● **TASK DESCRIPTION**:
What lines in the data hold the string "flamingo"? Show them.

● **DATA RECORDS**:
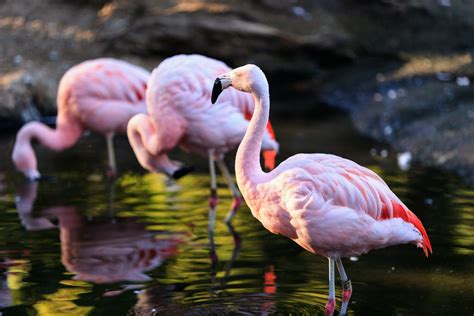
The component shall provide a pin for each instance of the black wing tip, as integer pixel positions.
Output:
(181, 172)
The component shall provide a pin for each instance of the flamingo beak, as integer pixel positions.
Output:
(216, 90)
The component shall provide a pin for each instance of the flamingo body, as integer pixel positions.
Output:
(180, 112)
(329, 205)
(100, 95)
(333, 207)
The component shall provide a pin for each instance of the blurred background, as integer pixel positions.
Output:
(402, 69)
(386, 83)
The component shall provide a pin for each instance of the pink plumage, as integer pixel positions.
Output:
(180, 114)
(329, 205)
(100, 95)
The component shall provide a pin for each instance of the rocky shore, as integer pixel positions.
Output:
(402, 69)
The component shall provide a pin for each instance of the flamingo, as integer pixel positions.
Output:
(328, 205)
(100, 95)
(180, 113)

* * *

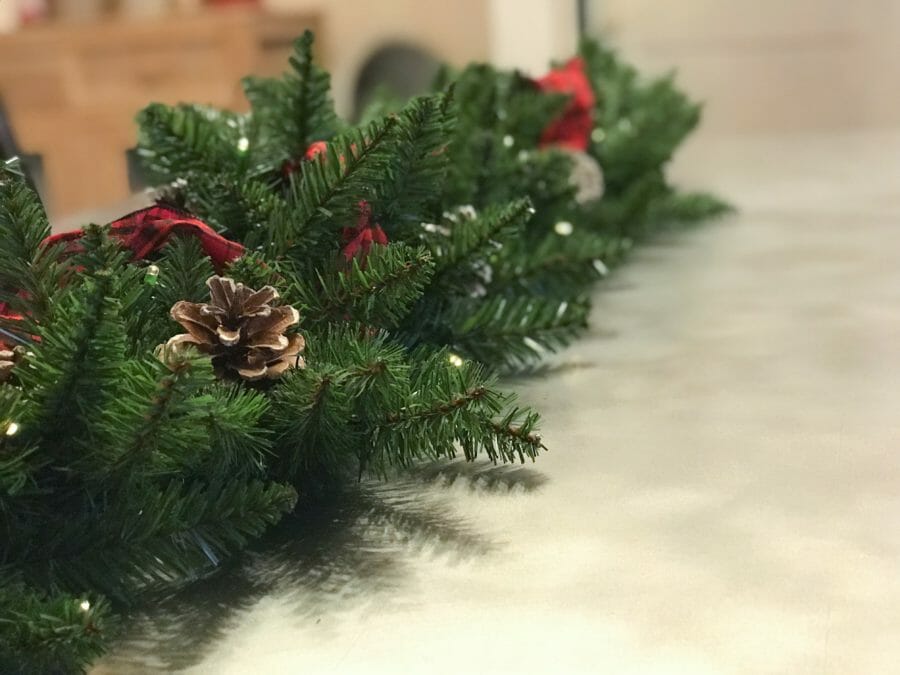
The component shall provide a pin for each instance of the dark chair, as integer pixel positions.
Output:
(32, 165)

● **OUTPUT BELOW**:
The component shall provide a pin for each instance of the flamingo beak, as integer pixel positions.
The component shall provide a pin for each instance of the flamingo body, as integer pixel positions.
The component shall provide a pin for each instance of the flamingo, as integer pixel positions.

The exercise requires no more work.